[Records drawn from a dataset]
*** Begin section ***

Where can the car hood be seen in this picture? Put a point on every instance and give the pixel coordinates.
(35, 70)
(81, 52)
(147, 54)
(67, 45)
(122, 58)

*** End section ***

[Task statement]
Once you have read the records, repeat them all exactly.

[Written solution]
Where can the car hood be seen in this picture? Put a point on every instance and give the pixel coordinates.
(35, 70)
(81, 52)
(147, 54)
(67, 45)
(122, 58)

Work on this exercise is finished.